(Um bloco de dados)
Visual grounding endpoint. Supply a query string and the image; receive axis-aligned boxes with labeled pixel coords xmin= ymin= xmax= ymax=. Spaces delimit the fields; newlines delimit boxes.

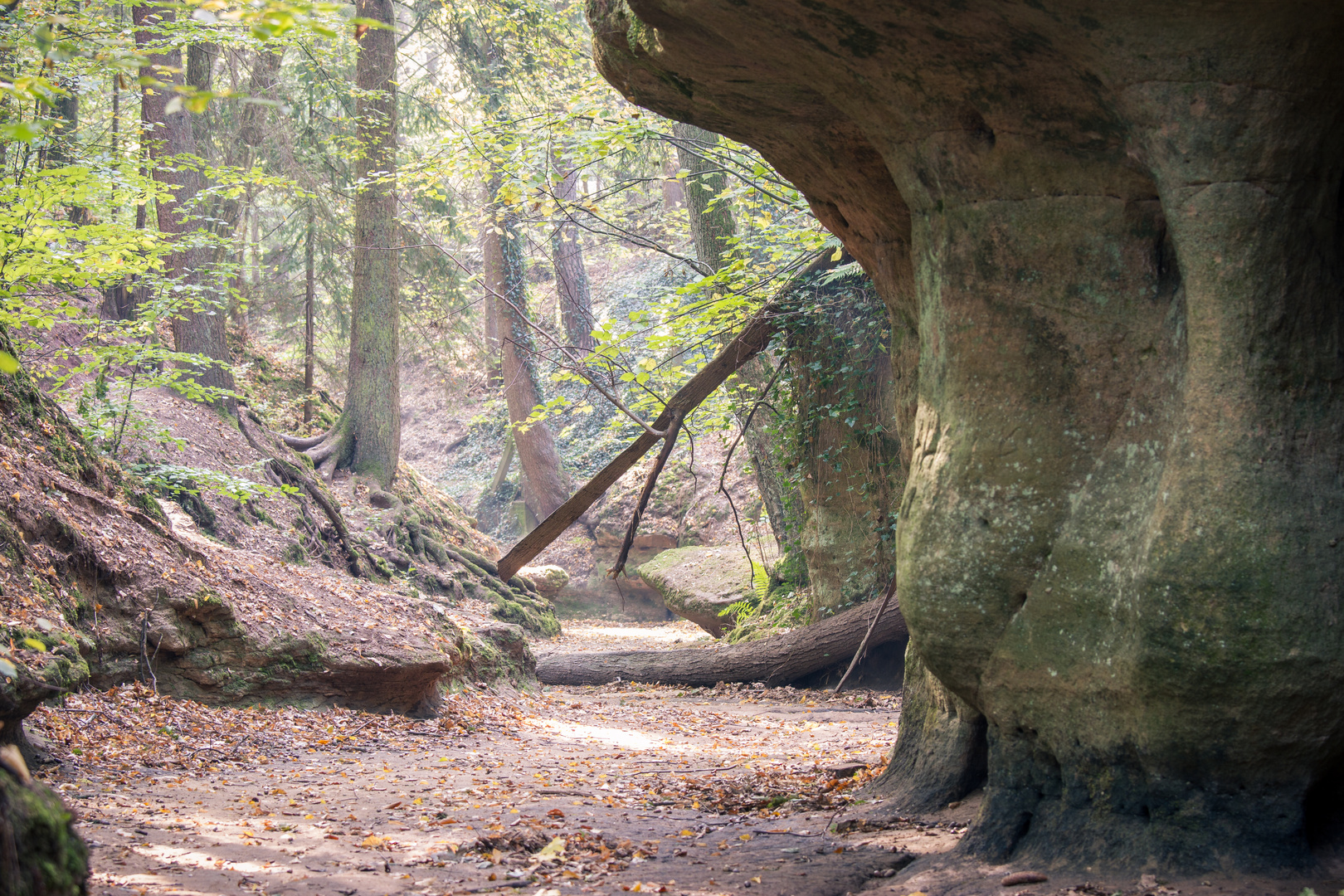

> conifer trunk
xmin=304 ymin=200 xmax=317 ymax=423
xmin=664 ymin=122 xmax=787 ymax=549
xmin=132 ymin=7 xmax=234 ymax=400
xmin=336 ymin=0 xmax=402 ymax=485
xmin=486 ymin=200 xmax=570 ymax=519
xmin=551 ymin=158 xmax=596 ymax=352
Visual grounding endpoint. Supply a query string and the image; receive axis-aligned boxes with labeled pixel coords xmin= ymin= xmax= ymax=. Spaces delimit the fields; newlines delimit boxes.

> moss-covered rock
xmin=0 ymin=746 xmax=89 ymax=896
xmin=639 ymin=544 xmax=774 ymax=638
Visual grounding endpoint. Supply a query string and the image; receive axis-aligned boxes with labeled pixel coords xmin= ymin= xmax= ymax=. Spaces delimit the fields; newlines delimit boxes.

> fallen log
xmin=536 ymin=601 xmax=908 ymax=686
xmin=499 ymin=254 xmax=850 ymax=579
xmin=499 ymin=308 xmax=780 ymax=577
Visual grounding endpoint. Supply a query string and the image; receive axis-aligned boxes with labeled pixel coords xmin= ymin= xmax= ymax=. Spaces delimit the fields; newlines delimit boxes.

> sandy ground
xmin=30 ymin=631 xmax=1339 ymax=896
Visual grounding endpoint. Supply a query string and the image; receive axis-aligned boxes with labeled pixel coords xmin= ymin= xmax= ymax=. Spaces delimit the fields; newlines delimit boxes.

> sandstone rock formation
xmin=640 ymin=544 xmax=774 ymax=638
xmin=589 ymin=0 xmax=1344 ymax=870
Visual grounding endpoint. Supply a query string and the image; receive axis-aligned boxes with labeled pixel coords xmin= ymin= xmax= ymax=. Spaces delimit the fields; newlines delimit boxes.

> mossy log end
xmin=0 ymin=747 xmax=89 ymax=896
xmin=536 ymin=603 xmax=908 ymax=686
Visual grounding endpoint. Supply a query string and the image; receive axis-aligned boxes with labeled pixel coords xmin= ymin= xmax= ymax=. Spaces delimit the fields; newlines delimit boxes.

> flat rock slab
xmin=640 ymin=544 xmax=774 ymax=638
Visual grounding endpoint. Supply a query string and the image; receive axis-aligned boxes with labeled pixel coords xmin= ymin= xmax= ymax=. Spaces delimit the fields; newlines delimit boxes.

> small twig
xmin=830 ymin=577 xmax=897 ymax=694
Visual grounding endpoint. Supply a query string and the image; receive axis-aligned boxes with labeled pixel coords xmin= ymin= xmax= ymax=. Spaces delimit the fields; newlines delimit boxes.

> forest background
xmin=0 ymin=2 xmax=902 ymax=645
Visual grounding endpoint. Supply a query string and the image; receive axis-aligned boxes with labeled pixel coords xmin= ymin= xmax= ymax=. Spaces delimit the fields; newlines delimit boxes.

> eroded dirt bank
xmin=30 ymin=623 xmax=1339 ymax=896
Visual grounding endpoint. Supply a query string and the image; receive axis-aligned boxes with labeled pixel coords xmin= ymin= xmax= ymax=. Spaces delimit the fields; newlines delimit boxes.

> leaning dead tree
xmin=499 ymin=256 xmax=840 ymax=579
xmin=536 ymin=601 xmax=908 ymax=686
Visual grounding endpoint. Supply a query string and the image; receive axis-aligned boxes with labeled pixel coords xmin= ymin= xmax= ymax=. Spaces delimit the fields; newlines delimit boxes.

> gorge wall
xmin=589 ymin=0 xmax=1344 ymax=870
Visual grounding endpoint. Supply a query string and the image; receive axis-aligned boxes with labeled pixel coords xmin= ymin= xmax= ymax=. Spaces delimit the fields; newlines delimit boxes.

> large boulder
xmin=639 ymin=544 xmax=754 ymax=638
xmin=589 ymin=0 xmax=1344 ymax=872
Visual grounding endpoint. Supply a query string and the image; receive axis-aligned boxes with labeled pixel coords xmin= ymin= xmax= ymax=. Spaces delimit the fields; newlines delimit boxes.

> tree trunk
xmin=672 ymin=122 xmax=737 ymax=273
xmin=304 ymin=200 xmax=317 ymax=423
xmin=187 ymin=41 xmax=219 ymax=90
xmin=536 ymin=603 xmax=908 ymax=686
xmin=499 ymin=283 xmax=796 ymax=579
xmin=492 ymin=197 xmax=570 ymax=519
xmin=309 ymin=0 xmax=402 ymax=486
xmin=481 ymin=194 xmax=508 ymax=388
xmin=551 ymin=158 xmax=596 ymax=352
xmin=132 ymin=7 xmax=234 ymax=404
xmin=664 ymin=122 xmax=787 ymax=551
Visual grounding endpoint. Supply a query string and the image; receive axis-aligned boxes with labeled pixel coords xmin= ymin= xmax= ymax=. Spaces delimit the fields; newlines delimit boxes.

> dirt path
xmin=30 ymin=623 xmax=1297 ymax=896
xmin=30 ymin=625 xmax=919 ymax=896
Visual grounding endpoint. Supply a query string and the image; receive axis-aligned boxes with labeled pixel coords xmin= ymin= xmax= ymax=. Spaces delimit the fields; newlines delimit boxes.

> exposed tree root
xmin=238 ymin=408 xmax=375 ymax=579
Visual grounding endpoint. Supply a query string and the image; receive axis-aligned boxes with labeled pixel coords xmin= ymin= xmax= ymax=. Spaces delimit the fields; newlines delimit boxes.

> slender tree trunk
xmin=663 ymin=158 xmax=685 ymax=212
xmin=317 ymin=0 xmax=402 ymax=485
xmin=672 ymin=122 xmax=737 ymax=271
xmin=132 ymin=7 xmax=234 ymax=403
xmin=664 ymin=122 xmax=787 ymax=549
xmin=490 ymin=196 xmax=570 ymax=519
xmin=304 ymin=200 xmax=317 ymax=423
xmin=187 ymin=43 xmax=219 ymax=90
xmin=481 ymin=187 xmax=508 ymax=388
xmin=551 ymin=158 xmax=596 ymax=352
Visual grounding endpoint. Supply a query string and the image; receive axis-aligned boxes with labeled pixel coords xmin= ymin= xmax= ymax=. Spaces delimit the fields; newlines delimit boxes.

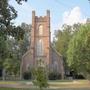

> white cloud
xmin=63 ymin=6 xmax=86 ymax=25
xmin=10 ymin=0 xmax=34 ymax=25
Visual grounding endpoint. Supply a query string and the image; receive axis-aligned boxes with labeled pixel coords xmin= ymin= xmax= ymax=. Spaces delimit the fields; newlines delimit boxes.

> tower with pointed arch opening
xmin=22 ymin=10 xmax=64 ymax=78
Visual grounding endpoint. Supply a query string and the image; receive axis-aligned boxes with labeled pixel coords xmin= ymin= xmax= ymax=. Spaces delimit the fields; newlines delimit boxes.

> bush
xmin=23 ymin=71 xmax=31 ymax=80
xmin=48 ymin=72 xmax=61 ymax=80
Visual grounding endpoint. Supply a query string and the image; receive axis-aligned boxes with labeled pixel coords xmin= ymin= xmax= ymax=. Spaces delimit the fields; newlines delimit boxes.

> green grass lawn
xmin=0 ymin=88 xmax=90 ymax=90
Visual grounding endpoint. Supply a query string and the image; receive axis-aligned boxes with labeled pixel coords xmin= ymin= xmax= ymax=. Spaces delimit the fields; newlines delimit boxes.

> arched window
xmin=39 ymin=25 xmax=43 ymax=35
xmin=36 ymin=39 xmax=43 ymax=56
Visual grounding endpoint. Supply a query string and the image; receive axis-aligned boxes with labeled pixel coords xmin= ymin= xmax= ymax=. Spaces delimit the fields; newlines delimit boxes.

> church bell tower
xmin=31 ymin=10 xmax=51 ymax=65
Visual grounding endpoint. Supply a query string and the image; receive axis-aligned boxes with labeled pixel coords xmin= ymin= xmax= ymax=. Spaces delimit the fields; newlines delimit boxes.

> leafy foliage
xmin=67 ymin=24 xmax=90 ymax=78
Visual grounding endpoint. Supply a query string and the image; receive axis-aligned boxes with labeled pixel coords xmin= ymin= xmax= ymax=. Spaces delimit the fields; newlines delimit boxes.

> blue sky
xmin=10 ymin=0 xmax=90 ymax=39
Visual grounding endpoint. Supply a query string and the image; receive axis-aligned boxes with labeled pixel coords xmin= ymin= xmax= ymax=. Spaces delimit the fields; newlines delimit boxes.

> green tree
xmin=33 ymin=60 xmax=48 ymax=90
xmin=67 ymin=24 xmax=90 ymax=78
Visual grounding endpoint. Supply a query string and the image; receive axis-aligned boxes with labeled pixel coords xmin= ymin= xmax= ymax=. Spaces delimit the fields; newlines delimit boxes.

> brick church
xmin=21 ymin=10 xmax=64 ymax=78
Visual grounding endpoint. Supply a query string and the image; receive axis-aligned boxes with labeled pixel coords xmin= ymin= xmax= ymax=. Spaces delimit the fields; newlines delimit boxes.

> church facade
xmin=21 ymin=10 xmax=64 ymax=78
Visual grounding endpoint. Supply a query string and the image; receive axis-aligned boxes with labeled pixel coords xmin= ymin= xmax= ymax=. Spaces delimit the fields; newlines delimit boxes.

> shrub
xmin=23 ymin=71 xmax=31 ymax=80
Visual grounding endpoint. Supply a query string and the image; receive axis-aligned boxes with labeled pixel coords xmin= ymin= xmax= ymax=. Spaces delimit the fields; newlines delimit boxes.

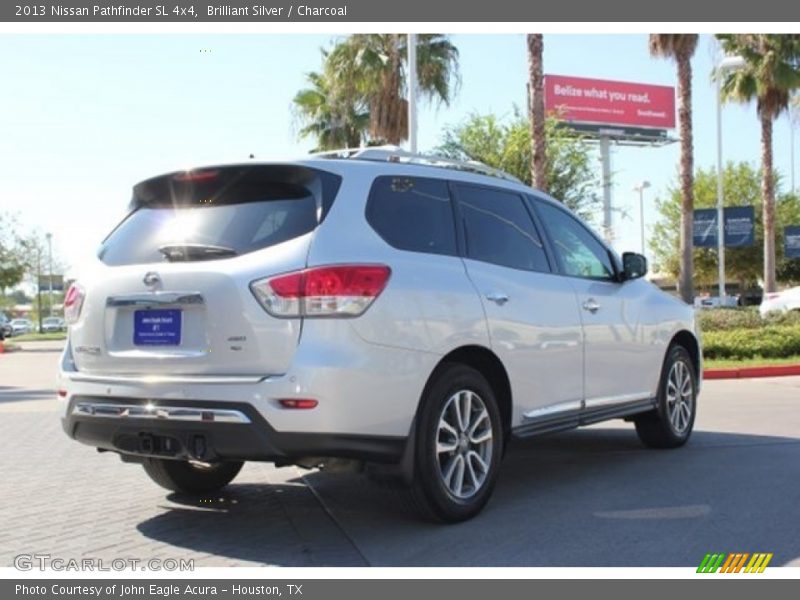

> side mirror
xmin=622 ymin=252 xmax=647 ymax=281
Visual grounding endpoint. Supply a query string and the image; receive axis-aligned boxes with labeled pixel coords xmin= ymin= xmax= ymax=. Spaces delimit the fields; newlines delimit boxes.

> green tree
xmin=435 ymin=108 xmax=600 ymax=220
xmin=649 ymin=33 xmax=697 ymax=303
xmin=0 ymin=213 xmax=26 ymax=296
xmin=650 ymin=162 xmax=800 ymax=288
xmin=717 ymin=34 xmax=800 ymax=292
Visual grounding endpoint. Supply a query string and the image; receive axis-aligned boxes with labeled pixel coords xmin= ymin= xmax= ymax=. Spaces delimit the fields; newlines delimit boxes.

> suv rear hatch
xmin=70 ymin=165 xmax=341 ymax=375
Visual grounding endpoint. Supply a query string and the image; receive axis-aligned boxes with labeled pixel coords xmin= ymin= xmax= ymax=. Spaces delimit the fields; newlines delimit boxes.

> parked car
xmin=59 ymin=148 xmax=701 ymax=521
xmin=758 ymin=287 xmax=800 ymax=317
xmin=11 ymin=319 xmax=34 ymax=335
xmin=42 ymin=317 xmax=67 ymax=333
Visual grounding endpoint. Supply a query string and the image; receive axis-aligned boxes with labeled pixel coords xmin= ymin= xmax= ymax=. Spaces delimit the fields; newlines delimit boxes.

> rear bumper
xmin=62 ymin=396 xmax=406 ymax=463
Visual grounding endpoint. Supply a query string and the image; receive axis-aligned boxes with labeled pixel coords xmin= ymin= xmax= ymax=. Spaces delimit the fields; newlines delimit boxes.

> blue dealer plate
xmin=133 ymin=309 xmax=181 ymax=346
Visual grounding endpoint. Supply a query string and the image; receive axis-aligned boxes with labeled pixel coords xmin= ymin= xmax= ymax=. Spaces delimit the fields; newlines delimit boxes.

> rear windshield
xmin=98 ymin=166 xmax=341 ymax=265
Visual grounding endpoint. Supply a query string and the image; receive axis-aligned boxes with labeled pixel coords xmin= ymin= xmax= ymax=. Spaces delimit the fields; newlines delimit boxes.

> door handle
xmin=486 ymin=292 xmax=508 ymax=306
xmin=583 ymin=298 xmax=600 ymax=314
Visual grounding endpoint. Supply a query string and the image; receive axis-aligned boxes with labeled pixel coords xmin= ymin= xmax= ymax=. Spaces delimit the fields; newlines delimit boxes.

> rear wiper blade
xmin=158 ymin=243 xmax=238 ymax=262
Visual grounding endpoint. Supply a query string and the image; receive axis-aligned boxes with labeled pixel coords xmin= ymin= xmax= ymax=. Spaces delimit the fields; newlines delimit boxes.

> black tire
xmin=411 ymin=364 xmax=503 ymax=523
xmin=142 ymin=458 xmax=244 ymax=494
xmin=634 ymin=345 xmax=697 ymax=448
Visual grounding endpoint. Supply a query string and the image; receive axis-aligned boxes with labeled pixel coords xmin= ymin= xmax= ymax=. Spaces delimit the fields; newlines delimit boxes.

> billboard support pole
xmin=600 ymin=135 xmax=614 ymax=244
xmin=715 ymin=76 xmax=726 ymax=307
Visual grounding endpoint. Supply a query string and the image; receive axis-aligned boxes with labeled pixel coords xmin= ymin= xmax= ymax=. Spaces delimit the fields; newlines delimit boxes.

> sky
xmin=0 ymin=34 xmax=800 ymax=274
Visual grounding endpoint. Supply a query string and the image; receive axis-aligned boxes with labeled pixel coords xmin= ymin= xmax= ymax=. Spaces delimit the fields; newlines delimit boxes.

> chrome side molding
xmin=72 ymin=401 xmax=250 ymax=424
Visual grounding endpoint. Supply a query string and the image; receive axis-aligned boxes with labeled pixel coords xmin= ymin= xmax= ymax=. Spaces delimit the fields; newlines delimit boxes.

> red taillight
xmin=250 ymin=265 xmax=391 ymax=317
xmin=64 ymin=283 xmax=86 ymax=325
xmin=278 ymin=398 xmax=319 ymax=410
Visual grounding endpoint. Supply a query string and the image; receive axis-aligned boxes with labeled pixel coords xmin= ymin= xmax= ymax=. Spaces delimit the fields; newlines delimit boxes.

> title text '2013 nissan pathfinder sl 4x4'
xmin=60 ymin=148 xmax=701 ymax=521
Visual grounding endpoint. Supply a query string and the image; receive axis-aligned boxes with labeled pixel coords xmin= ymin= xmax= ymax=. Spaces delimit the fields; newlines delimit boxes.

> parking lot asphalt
xmin=0 ymin=342 xmax=800 ymax=566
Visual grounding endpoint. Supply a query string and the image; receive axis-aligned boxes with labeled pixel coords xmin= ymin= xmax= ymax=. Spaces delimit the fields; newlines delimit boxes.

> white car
xmin=42 ymin=317 xmax=67 ymax=333
xmin=758 ymin=287 xmax=800 ymax=317
xmin=59 ymin=148 xmax=702 ymax=521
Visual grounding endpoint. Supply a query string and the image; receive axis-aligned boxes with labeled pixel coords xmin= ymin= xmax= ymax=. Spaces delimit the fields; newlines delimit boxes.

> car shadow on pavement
xmin=134 ymin=427 xmax=800 ymax=566
xmin=137 ymin=483 xmax=366 ymax=567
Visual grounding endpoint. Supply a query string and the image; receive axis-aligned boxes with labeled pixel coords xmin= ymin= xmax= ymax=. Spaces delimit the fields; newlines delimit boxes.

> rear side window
xmin=367 ymin=176 xmax=457 ymax=255
xmin=457 ymin=185 xmax=550 ymax=273
xmin=99 ymin=166 xmax=341 ymax=265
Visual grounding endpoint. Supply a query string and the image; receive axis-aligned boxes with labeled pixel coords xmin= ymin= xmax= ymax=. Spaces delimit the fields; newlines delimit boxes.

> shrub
xmin=697 ymin=307 xmax=800 ymax=333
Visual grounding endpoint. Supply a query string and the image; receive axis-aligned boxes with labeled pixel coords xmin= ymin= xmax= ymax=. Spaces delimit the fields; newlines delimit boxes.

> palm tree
xmin=650 ymin=33 xmax=697 ymax=304
xmin=293 ymin=63 xmax=369 ymax=152
xmin=717 ymin=34 xmax=800 ymax=292
xmin=329 ymin=33 xmax=460 ymax=144
xmin=528 ymin=33 xmax=547 ymax=192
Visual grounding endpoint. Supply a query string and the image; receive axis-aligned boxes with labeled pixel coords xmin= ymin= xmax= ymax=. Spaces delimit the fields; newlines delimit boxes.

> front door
xmin=455 ymin=184 xmax=583 ymax=426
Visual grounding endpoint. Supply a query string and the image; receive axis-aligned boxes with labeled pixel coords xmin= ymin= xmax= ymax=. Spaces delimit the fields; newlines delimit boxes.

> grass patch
xmin=703 ymin=355 xmax=800 ymax=369
xmin=7 ymin=331 xmax=67 ymax=342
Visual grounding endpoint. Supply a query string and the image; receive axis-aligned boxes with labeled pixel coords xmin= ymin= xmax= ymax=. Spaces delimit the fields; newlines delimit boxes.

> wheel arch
xmin=415 ymin=345 xmax=513 ymax=433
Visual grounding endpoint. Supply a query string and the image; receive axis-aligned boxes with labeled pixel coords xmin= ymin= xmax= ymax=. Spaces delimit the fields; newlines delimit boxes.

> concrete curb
xmin=703 ymin=365 xmax=800 ymax=379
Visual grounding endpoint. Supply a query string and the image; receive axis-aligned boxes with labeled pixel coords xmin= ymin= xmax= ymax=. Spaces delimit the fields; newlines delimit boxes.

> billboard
xmin=783 ymin=225 xmax=800 ymax=258
xmin=544 ymin=75 xmax=675 ymax=129
xmin=692 ymin=206 xmax=756 ymax=248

(O QUE SE PEDE)
Liste cada linha das entradas acima que contém a palavra "rock", diferenciando maiúsculas de minúsculas.

(SOLUÇÃO A SEGUIR)
> moss-covered rock
> sandstone rock formation
> flat rock slab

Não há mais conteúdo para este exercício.